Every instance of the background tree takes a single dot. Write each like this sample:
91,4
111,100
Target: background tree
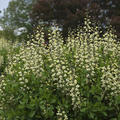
70,13
17,16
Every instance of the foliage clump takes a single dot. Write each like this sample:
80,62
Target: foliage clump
79,80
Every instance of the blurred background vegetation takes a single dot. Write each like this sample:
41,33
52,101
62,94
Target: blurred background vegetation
22,16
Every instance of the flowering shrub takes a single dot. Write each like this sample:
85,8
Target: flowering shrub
79,80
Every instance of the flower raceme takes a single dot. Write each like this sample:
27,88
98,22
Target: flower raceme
70,69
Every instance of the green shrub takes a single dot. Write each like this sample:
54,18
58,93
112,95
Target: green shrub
79,80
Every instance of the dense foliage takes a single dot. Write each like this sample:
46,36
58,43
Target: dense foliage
79,80
70,13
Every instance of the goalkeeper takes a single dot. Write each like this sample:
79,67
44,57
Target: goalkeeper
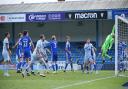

■ **Activity**:
Considering the records above, count the lines where the string "instance" occurs and return that number alone.

■ **Answer below**:
8